+++ Raw records

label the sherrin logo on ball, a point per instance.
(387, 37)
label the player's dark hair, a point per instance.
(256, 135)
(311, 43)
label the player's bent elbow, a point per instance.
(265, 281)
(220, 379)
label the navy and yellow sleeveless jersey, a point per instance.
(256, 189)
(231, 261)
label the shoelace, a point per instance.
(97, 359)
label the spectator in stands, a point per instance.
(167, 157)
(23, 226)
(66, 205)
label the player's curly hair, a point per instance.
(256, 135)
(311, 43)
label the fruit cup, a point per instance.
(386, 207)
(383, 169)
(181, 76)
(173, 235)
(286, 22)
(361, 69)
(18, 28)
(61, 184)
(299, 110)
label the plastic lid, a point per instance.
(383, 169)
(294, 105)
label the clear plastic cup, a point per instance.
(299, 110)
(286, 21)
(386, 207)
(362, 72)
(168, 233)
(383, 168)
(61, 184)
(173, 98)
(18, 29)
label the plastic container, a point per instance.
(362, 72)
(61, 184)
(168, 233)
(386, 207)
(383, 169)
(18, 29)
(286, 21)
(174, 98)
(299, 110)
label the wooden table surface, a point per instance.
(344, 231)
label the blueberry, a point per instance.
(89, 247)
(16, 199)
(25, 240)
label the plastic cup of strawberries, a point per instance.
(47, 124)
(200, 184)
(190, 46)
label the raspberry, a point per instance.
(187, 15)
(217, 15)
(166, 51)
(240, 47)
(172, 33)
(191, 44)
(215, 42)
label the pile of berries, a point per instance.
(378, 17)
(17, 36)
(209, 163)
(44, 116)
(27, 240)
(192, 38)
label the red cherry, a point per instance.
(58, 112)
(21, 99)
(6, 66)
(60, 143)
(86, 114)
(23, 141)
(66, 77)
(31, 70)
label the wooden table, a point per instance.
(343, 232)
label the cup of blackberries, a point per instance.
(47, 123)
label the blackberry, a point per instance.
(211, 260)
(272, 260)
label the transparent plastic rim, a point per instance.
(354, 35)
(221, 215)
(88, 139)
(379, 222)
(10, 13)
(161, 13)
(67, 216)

++++++

● Stated task
The records above should all be quoted exactly, please.

● Worked solution
label the sherrin logo on ball, a point per instance.
(387, 37)
label the player's dark hair, a point per instance.
(256, 135)
(311, 43)
label the player's bent elbow, a point per instance.
(265, 281)
(220, 379)
label the navy and yellow sleeveless jersey, a point per instance.
(256, 189)
(231, 261)
label the shoelace, a point per instance.
(97, 359)
label the spectator in stands, a point per instance.
(167, 157)
(23, 226)
(66, 205)
label the player's curly hair, a point per instance.
(256, 135)
(311, 43)
label the fruit cup, a point per instance.
(386, 207)
(383, 169)
(181, 76)
(173, 235)
(286, 22)
(361, 69)
(18, 28)
(61, 184)
(299, 110)
label the plastic lid, a point per instance.
(383, 169)
(294, 105)
label the clear plastic cup, a point per instance.
(299, 110)
(286, 21)
(386, 207)
(362, 72)
(168, 233)
(383, 168)
(61, 184)
(173, 98)
(18, 29)
label the plastic container, a point per instance.
(362, 72)
(61, 184)
(168, 233)
(386, 207)
(383, 169)
(18, 29)
(286, 21)
(174, 98)
(299, 110)
label the wooden table surface, a point per instance.
(344, 231)
label the blueberry, a point per instance.
(89, 247)
(16, 199)
(25, 240)
label the plastic cup of strawberries, a point per instance.
(47, 124)
(200, 184)
(190, 46)
label the raspberry, a point per instance.
(187, 15)
(217, 15)
(166, 51)
(240, 47)
(172, 33)
(191, 44)
(215, 42)
label the pile of berries, a point per instance.
(378, 17)
(17, 36)
(209, 163)
(44, 116)
(27, 240)
(192, 38)
label the red cherry, a point per instance.
(58, 112)
(21, 99)
(6, 66)
(60, 143)
(86, 114)
(23, 141)
(66, 77)
(31, 70)
label the wooden table, a point per instance.
(343, 232)
label the cup of blackberries, a point per instance.
(47, 123)
label the blackberry, a point per instance.
(211, 260)
(272, 260)
label the transparent plastic rim, a point per instance.
(354, 35)
(221, 215)
(88, 139)
(379, 222)
(10, 13)
(161, 13)
(67, 216)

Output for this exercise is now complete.